• [Exercise prompt]:
Extract each line below that contains the string "background". Case matters, so a version with different capitalization does not count.

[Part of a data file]
_ _ _ _
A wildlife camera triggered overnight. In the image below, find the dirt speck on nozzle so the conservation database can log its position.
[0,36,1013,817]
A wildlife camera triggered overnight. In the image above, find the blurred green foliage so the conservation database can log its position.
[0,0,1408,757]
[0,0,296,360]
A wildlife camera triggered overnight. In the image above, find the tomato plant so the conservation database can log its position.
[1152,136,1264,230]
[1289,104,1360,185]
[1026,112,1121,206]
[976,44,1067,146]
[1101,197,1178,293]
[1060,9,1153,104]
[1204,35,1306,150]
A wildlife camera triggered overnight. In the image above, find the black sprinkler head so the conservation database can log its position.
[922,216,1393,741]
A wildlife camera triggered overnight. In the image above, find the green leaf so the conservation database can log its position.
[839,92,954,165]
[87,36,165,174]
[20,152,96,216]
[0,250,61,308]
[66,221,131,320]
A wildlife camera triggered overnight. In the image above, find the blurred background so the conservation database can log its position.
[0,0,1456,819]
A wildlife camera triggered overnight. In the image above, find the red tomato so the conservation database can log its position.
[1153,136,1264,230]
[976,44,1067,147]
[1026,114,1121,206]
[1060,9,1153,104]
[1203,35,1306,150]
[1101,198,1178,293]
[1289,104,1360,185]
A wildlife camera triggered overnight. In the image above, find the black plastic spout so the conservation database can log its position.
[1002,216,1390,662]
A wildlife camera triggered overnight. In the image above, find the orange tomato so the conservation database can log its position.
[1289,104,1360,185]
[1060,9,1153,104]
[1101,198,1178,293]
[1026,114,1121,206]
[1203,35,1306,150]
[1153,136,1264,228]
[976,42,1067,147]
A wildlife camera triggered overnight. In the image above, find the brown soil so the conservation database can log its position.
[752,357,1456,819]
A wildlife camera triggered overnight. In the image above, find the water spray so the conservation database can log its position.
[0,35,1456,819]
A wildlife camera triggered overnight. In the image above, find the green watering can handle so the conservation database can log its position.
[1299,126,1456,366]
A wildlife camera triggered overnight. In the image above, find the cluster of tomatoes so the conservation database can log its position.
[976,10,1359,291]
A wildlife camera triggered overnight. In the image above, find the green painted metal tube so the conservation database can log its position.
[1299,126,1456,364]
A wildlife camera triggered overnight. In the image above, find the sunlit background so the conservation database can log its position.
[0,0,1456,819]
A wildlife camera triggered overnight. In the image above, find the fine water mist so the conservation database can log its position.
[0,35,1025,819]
_ _ _ _
• [Solution to the problem]:
A wildlife camera triggered overnight. In the image above, find the blurred background so the conservation database can log its position.
A wildlife camera triggered overnight. In the image above, find the sunlit background so the conservation database can log its position.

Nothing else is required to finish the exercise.